Compito da svolgere
Queste affermazioni concordano con l'articolo sulla morte di Fabio Canaletti? Rispondi sì o no a ciascuna e cita alla lettera le parole dell'articolo che lo decidono.
1. Fabio Canaletti era un ingegnere informatico di quarantatré anni.
2. Il gruppo si era trattenuto a lungo in vetta.
3. La discesa era cominciata poco dopo le 13 di domenica.

Articolo
Rocce viscide e disattenzione le cause della morte di Fabio Canaletti sul Sass de Stria

L’ingegnere padovano sabato è caduto per una quindicina di metri mentre scendeva da un’escursione

LIVINALLONGO. La roccia resa viscida dalle piogge e un insieme di sfortuna e disattenzione sono le principali indiziate per la morte di Fabio Canaletti, quarantatreenne ingegnere informatico morto dopo un volo di quindici metri sulla discesa della via Normale del Sass de Stria al di sopra del passo Falzarego. . Le prime ricostruzioni rese dai soccorritori del Soccorso alpino, che ne hanno recuperato la salma, con il passare delle ore avrebbero trovato conferma. L’uomo aveva completato senza difficoltà l’ascesa e, con il resto della comitiva, poco dopo le 13 di sabato scorso aveva cominciato la discesa. Si erano trattenuti poco in vetta perché il meteo era stato instabile per tutta la mattina e non aveva risparmiato loro qualche acquazzone. La voglia di tornare a valle per asciugarsi e fare rientro era quindi forte e il gruppo si è avviato lungo il tratto roccioso.

Materiale fornito
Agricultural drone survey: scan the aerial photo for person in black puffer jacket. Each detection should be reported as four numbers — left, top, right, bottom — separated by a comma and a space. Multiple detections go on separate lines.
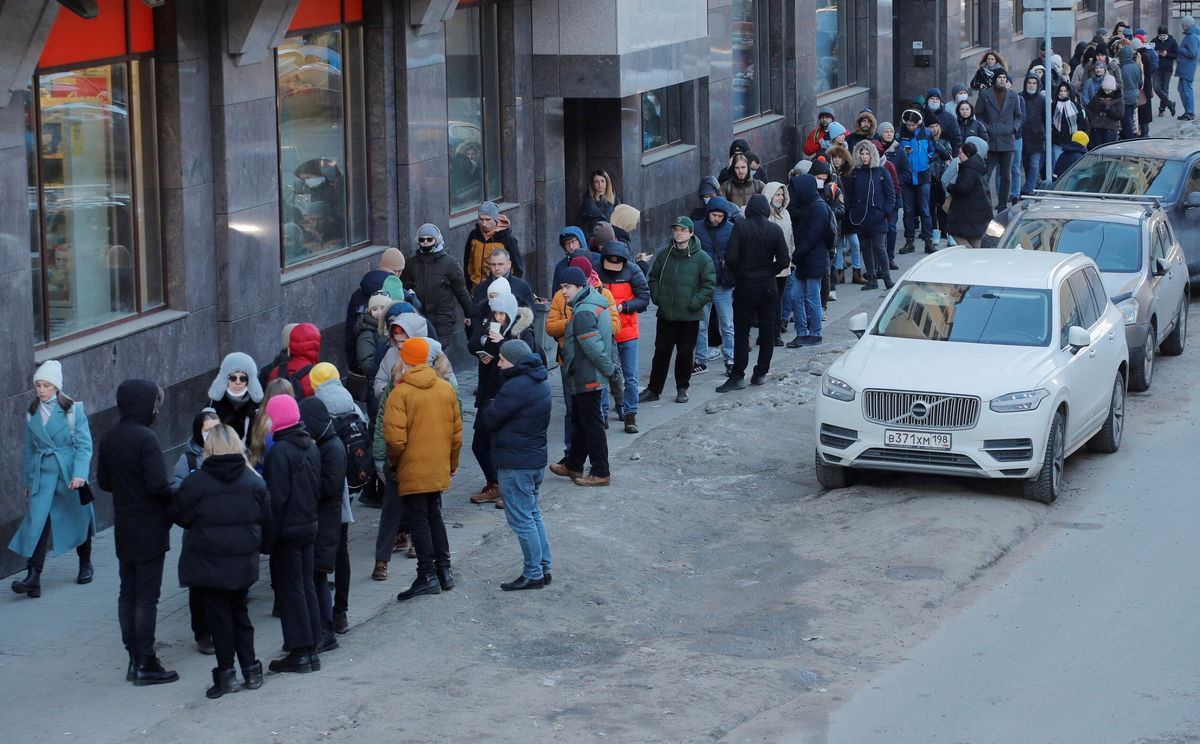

Risultato del compito
1. Sì: "quarantatreenne ingegnere informatico".
2. No: "Si erano trattenuti poco in vetta".
3. No: "poco dopo le 13 di sabato scorso aveva cominciato la discesa".